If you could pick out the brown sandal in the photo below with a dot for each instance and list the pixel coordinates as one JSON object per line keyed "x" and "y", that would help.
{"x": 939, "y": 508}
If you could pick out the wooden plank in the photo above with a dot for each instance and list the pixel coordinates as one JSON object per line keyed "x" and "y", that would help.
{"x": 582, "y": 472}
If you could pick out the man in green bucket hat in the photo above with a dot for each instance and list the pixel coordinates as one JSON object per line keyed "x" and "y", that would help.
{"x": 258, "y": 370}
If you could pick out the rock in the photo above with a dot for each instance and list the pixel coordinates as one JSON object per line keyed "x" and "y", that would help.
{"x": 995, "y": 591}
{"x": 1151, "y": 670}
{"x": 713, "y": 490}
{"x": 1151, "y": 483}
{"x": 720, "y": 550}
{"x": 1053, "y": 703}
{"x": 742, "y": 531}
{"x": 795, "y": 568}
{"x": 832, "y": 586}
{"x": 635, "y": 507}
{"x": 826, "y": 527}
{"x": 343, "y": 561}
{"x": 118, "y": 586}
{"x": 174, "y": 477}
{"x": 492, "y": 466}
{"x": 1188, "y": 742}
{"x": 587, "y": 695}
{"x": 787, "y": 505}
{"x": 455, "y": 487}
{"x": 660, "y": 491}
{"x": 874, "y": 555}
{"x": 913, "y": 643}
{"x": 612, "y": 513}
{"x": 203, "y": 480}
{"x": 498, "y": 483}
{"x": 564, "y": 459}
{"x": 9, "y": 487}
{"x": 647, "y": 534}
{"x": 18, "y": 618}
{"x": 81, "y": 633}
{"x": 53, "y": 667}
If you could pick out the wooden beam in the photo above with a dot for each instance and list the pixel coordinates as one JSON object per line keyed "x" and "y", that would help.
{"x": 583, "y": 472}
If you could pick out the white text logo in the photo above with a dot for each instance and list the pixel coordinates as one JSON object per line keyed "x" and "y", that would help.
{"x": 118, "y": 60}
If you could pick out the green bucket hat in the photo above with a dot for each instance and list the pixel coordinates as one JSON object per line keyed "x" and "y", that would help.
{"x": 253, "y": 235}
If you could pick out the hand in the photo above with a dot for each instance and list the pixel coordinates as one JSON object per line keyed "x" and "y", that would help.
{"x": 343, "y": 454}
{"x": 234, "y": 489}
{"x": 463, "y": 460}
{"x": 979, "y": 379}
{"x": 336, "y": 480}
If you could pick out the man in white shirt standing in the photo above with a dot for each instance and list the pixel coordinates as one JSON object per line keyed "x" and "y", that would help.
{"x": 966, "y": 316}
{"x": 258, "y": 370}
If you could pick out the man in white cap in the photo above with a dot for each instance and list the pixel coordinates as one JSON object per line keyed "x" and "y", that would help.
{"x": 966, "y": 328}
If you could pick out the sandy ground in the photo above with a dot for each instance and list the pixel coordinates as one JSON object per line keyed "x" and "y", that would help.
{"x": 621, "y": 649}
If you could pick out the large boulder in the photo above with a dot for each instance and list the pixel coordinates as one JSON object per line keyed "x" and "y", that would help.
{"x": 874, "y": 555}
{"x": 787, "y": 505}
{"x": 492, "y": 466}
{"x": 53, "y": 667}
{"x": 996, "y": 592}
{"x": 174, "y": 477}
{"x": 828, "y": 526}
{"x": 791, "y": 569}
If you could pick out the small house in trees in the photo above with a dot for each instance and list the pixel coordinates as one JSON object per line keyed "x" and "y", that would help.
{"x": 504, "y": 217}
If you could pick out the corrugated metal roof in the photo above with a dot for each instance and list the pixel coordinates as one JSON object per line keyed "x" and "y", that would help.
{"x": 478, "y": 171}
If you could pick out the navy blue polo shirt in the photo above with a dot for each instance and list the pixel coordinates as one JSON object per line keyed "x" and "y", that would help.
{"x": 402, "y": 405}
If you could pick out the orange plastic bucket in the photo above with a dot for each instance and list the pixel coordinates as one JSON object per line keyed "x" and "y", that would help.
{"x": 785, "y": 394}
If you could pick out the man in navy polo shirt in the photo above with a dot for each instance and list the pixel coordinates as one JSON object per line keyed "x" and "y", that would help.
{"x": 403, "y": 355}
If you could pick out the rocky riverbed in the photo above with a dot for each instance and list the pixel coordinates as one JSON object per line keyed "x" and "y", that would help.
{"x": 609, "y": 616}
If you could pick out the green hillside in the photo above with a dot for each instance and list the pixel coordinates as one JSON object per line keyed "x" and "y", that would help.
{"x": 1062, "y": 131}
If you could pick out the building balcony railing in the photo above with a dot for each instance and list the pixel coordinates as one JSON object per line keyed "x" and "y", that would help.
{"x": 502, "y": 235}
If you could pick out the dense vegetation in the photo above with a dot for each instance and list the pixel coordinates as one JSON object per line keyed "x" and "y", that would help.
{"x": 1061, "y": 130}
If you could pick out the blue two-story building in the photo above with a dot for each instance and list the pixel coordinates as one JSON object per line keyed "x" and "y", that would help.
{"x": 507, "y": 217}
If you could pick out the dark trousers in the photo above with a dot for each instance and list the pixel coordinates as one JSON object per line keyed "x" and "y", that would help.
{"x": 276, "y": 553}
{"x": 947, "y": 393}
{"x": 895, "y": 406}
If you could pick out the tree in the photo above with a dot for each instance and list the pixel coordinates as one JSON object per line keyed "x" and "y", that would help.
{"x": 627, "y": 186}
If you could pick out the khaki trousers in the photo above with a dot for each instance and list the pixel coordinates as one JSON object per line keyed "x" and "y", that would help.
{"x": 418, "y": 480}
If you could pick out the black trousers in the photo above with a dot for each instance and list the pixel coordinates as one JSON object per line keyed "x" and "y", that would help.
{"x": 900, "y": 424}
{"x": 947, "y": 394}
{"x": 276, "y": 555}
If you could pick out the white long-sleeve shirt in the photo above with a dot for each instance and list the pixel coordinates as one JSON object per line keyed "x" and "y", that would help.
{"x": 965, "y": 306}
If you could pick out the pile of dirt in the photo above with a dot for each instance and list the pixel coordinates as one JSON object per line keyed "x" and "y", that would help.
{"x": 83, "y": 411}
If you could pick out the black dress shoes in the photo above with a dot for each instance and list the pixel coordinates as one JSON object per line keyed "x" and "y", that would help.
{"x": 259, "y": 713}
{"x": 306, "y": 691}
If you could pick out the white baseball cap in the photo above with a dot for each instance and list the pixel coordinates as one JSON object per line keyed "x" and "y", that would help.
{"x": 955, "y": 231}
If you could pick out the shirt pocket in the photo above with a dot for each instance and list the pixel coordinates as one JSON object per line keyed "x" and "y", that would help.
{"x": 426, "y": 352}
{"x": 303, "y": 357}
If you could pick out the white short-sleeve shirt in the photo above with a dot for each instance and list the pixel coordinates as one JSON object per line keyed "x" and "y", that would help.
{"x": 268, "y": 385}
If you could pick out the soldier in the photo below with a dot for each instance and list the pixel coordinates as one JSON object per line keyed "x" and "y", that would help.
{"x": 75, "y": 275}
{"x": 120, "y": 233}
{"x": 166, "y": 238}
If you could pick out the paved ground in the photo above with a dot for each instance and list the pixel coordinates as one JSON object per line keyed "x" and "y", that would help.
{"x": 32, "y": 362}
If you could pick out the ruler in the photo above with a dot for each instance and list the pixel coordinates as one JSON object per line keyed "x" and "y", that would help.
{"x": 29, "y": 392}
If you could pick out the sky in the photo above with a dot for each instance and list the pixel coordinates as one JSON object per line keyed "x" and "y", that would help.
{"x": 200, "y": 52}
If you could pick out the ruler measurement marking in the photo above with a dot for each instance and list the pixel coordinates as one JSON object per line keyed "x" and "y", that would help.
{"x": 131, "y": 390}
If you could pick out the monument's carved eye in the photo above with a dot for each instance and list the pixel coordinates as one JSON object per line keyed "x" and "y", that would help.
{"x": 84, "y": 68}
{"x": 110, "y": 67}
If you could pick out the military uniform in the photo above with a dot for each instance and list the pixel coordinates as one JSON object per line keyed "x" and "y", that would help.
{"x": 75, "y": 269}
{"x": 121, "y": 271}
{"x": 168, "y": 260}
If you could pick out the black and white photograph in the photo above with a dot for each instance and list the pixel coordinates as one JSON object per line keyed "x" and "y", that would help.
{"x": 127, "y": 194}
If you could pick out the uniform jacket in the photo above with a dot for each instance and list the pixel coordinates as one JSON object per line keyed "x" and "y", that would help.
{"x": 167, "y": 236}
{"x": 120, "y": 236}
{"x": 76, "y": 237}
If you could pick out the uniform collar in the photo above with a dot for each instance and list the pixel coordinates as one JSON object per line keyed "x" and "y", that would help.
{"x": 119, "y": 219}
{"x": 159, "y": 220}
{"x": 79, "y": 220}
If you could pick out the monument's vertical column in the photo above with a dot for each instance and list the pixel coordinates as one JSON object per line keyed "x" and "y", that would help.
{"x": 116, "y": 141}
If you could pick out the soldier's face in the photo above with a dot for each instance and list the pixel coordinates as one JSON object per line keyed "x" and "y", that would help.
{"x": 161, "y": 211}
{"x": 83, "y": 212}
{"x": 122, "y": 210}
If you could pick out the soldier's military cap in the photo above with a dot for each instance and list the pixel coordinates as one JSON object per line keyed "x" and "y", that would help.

• [REQUIREMENTS]: Copy exactly the line containing "If you could pick out the uniform jacket" and every line after it, ending with the last line of the records above.

• [EXERCISE SOLUTION]:
If you could pick out the uniform jacket in the photo above with a dot for each instance and list the pixel coordinates as one JSON object per line keyed "x" and "y", that would help.
{"x": 167, "y": 236}
{"x": 120, "y": 236}
{"x": 76, "y": 237}
If you could pick out the uniform collar in the photo above with a dot for each instance and list the pixel coordinates as one JSON object per line keyed "x" and "y", that would help.
{"x": 119, "y": 219}
{"x": 159, "y": 220}
{"x": 79, "y": 220}
If you could pick out the monument's vertical column in the photo above with a dot for each instance and list the pixel coordinates as one JSON object per line keyed "x" and "y", that would help.
{"x": 116, "y": 141}
If you could pick out the soldier's face in the photo above with a dot for each instance and list the pixel coordinates as one JSON object per line keyed "x" and "y", that would help.
{"x": 161, "y": 211}
{"x": 83, "y": 212}
{"x": 122, "y": 210}
If you could pick out the soldier's military cap in the photo above with a dot for each instance and list the pixel coordinates as one JSON object per line keyed "x" and "y", that would help.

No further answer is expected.